> _YOUR INSTRUCTIONS_
Lines before the one containing "segment: white plastic chair" are excluded; retype that line and all remaining lines of the material exactly.

> _DATASET RECORDS_
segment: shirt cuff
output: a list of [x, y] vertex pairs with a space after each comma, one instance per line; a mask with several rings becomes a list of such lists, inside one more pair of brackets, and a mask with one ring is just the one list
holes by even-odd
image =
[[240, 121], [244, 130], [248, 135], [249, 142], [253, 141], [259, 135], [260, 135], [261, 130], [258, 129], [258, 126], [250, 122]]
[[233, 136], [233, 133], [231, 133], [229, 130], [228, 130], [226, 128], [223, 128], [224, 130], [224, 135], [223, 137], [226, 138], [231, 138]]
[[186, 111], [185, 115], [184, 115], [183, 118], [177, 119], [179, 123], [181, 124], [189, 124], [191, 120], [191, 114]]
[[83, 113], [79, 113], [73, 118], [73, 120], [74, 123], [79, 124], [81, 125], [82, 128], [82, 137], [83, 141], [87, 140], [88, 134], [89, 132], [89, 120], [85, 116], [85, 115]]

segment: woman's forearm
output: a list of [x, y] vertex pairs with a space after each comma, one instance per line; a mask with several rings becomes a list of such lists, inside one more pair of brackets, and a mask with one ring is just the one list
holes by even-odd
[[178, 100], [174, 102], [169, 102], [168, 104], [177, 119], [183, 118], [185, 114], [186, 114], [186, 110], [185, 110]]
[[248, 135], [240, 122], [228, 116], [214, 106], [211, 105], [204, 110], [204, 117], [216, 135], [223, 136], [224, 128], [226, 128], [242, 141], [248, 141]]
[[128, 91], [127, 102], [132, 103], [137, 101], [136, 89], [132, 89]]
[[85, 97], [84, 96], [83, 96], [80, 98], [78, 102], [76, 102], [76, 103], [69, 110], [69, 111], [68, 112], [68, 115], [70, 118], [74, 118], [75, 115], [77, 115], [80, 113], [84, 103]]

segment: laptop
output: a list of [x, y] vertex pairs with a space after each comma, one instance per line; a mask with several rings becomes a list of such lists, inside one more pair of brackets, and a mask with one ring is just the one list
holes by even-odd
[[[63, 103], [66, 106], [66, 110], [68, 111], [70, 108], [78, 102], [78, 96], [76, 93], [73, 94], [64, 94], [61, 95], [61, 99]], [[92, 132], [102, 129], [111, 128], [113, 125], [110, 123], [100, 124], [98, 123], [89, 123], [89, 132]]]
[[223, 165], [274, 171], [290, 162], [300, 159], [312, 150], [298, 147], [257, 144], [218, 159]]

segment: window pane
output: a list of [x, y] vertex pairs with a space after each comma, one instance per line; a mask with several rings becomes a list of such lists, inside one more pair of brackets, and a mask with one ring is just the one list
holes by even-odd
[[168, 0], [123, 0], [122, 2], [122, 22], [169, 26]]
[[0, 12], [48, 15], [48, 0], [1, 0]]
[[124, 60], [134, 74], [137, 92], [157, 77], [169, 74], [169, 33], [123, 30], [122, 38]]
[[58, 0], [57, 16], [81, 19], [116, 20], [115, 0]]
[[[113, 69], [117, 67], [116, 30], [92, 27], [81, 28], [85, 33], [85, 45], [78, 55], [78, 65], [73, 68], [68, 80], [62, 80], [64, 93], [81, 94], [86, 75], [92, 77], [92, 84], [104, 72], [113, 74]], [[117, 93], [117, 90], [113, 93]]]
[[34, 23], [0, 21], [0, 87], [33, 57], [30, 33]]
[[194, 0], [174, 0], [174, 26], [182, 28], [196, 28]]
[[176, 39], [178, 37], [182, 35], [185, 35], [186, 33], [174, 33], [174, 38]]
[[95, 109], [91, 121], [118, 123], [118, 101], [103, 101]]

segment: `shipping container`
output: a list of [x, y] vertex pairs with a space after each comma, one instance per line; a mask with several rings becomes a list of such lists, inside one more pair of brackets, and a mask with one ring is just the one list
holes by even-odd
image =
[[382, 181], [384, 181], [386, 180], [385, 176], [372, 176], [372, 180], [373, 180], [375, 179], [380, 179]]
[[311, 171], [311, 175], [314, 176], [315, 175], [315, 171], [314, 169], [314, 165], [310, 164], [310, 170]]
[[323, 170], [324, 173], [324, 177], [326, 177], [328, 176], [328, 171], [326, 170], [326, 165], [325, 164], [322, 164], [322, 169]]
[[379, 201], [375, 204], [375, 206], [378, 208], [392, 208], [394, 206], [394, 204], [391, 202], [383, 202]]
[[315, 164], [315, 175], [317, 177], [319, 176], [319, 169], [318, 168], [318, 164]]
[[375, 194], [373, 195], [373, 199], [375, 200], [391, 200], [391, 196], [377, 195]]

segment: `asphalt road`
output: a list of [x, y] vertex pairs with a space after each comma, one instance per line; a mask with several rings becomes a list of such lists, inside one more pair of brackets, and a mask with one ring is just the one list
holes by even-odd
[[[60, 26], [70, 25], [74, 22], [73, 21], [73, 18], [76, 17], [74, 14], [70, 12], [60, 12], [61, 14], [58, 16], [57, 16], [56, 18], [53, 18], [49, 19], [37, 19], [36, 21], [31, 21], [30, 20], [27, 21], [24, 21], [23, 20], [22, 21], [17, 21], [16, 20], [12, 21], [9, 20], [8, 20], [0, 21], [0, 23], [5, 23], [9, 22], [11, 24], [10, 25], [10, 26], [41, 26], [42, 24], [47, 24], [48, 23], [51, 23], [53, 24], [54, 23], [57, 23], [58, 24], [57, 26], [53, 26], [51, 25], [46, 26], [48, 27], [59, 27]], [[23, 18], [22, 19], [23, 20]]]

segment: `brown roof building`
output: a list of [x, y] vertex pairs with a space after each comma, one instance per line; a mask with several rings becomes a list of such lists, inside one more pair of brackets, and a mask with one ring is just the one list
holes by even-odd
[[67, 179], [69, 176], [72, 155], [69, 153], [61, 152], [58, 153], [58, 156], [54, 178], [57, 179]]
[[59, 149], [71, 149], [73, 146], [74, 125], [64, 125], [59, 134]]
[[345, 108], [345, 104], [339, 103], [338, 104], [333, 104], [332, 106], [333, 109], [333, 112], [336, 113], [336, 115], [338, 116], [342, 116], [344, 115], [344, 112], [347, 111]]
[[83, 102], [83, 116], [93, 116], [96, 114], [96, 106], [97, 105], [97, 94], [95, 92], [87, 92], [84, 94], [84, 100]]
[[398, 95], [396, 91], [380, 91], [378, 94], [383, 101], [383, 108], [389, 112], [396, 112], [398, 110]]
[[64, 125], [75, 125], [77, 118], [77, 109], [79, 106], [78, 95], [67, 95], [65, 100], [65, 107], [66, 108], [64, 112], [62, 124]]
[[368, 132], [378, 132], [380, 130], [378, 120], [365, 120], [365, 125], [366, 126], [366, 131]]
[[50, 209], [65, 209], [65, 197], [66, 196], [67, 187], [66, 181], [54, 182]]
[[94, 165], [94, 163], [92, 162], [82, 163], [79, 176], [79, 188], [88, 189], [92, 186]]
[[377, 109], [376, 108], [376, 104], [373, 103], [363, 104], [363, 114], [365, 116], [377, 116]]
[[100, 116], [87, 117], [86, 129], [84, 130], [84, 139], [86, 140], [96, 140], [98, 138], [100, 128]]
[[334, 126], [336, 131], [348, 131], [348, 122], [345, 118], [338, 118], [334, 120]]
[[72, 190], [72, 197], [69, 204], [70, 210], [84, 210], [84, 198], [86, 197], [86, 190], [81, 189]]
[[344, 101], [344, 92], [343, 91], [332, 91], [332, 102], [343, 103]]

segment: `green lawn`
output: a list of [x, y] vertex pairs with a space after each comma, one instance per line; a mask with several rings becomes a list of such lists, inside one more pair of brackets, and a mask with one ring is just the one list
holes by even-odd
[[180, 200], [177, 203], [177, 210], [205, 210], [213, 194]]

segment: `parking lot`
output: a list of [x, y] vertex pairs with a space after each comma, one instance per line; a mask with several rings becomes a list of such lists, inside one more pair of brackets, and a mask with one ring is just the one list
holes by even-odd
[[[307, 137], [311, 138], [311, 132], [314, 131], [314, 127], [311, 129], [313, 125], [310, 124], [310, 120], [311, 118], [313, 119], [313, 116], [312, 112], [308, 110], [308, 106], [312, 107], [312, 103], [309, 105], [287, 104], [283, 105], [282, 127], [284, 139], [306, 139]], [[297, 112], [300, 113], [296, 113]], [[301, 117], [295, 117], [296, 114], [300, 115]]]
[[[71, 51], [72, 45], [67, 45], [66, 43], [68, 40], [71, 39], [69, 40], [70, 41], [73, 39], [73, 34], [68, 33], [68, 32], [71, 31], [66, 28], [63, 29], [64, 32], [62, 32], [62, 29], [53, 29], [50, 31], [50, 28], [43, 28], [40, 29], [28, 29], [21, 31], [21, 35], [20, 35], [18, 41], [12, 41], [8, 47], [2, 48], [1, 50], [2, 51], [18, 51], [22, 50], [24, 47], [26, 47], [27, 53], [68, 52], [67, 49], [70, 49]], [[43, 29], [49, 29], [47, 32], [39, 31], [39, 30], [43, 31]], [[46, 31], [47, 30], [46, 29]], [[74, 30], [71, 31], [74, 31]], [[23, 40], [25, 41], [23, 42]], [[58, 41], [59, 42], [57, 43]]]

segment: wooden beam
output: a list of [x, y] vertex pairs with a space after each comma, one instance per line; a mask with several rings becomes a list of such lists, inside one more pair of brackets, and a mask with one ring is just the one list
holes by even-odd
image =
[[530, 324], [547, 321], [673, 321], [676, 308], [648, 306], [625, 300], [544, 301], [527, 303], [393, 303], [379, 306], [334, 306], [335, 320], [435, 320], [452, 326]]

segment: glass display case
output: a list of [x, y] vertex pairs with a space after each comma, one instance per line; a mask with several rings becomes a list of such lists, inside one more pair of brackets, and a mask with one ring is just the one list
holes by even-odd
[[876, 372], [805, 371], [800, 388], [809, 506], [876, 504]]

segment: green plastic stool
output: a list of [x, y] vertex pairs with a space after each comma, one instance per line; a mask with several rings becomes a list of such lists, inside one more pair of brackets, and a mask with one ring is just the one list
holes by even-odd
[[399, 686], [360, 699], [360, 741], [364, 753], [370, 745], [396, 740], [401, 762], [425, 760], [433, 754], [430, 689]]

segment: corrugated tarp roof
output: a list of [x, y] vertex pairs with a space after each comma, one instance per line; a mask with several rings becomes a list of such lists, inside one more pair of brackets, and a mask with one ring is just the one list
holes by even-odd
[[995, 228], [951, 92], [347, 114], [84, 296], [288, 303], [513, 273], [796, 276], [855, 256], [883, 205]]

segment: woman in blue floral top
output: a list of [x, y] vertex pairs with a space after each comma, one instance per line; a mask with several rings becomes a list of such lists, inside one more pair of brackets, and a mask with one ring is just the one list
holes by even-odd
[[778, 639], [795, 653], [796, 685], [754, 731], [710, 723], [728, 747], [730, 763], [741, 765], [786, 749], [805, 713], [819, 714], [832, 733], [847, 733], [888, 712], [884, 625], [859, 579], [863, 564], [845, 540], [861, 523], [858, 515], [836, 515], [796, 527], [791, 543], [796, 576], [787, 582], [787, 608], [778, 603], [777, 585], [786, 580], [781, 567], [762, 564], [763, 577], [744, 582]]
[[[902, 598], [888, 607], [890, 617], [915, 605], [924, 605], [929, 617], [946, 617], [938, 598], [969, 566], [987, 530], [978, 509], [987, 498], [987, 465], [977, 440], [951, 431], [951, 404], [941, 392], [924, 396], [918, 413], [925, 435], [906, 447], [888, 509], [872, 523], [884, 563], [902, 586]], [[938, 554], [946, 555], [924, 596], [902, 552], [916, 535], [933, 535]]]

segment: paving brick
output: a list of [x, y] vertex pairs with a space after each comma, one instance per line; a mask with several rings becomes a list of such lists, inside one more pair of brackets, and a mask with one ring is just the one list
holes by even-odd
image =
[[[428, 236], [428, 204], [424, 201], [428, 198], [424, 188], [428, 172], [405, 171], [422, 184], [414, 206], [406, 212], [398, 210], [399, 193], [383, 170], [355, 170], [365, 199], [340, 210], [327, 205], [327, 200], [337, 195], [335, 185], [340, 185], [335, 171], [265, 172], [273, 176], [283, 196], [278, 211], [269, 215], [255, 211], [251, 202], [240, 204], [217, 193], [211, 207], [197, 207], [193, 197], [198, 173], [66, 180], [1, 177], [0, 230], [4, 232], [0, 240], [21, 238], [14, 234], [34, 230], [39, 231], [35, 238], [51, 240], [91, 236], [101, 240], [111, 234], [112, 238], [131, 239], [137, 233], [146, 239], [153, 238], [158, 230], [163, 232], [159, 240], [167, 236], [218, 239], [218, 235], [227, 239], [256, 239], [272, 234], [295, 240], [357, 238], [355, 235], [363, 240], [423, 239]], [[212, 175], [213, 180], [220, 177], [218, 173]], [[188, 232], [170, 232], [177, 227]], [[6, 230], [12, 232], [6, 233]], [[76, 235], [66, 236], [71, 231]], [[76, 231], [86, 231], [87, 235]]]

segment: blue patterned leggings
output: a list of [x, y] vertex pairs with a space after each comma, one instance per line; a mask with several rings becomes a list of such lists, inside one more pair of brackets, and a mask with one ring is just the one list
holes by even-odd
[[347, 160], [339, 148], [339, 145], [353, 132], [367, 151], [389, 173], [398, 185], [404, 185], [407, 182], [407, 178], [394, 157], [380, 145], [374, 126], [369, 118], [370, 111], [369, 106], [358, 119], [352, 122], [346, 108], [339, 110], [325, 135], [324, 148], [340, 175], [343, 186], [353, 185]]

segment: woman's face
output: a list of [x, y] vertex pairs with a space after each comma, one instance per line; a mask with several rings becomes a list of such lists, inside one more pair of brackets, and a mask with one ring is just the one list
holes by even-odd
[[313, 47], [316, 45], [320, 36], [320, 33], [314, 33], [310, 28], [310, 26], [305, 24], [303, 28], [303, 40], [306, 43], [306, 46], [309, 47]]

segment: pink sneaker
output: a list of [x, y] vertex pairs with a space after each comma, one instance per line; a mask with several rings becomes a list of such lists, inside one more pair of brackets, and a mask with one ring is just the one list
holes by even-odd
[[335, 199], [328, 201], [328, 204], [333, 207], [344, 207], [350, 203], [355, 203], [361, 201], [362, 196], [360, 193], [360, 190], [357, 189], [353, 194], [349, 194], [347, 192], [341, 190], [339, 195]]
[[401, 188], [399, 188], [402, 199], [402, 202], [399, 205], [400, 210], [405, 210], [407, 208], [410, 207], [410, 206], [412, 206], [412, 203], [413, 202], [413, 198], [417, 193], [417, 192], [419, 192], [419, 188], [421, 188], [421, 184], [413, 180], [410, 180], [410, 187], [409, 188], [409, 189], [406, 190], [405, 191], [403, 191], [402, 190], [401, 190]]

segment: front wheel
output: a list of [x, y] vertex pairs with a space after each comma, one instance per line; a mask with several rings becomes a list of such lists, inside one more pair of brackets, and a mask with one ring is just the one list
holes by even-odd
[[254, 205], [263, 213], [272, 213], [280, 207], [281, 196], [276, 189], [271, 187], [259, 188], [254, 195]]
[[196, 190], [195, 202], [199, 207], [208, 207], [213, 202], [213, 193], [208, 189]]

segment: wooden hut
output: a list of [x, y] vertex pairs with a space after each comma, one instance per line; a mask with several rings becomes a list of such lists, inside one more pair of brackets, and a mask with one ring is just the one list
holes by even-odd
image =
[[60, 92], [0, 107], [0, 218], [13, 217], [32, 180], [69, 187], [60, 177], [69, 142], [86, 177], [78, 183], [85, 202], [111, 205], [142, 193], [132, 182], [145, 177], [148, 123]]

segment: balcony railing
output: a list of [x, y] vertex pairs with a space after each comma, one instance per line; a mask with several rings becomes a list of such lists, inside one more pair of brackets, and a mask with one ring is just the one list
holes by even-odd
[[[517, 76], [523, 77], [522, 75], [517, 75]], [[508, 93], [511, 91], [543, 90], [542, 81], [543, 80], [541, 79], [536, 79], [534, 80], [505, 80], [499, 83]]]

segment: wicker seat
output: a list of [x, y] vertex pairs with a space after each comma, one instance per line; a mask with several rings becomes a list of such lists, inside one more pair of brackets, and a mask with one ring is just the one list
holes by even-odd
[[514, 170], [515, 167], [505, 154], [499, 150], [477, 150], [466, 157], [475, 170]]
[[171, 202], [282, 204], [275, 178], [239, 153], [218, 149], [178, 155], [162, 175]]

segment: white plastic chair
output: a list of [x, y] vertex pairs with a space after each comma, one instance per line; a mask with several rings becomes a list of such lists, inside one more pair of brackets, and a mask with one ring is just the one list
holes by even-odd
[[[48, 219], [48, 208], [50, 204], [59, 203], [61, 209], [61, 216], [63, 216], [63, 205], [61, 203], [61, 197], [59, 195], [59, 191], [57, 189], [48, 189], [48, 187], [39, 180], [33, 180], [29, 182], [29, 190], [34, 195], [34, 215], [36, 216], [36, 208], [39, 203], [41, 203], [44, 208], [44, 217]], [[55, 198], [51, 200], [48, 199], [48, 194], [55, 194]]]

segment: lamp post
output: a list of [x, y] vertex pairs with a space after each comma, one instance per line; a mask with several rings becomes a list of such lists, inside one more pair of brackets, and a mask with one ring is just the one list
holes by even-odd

> _RESPONSE TO THIS TASK_
segment: white plastic chair
output: a list of [x, y] vertex pairs with a space after each comma, one instance per line; a mask with several rings becomes a list of such lists, inside one more pair of brackets, and a mask with one ring is just the one list
holes by even-odd
[[[48, 219], [48, 208], [50, 204], [59, 203], [61, 209], [61, 216], [63, 216], [63, 205], [61, 203], [61, 197], [59, 195], [59, 191], [57, 189], [48, 189], [48, 187], [39, 180], [33, 180], [29, 182], [29, 190], [34, 195], [34, 215], [36, 216], [36, 208], [39, 203], [41, 203], [44, 208], [44, 217]], [[55, 198], [51, 200], [48, 199], [48, 194], [55, 194]]]

segment: lamp post
output: a list of [x, y] vertex pairs with a space after each comma, one instance per line; a mask with several rings becomes a list of such lists, inside one more pair of brackets, and a mask with one ring is just the one list
holes by even-odd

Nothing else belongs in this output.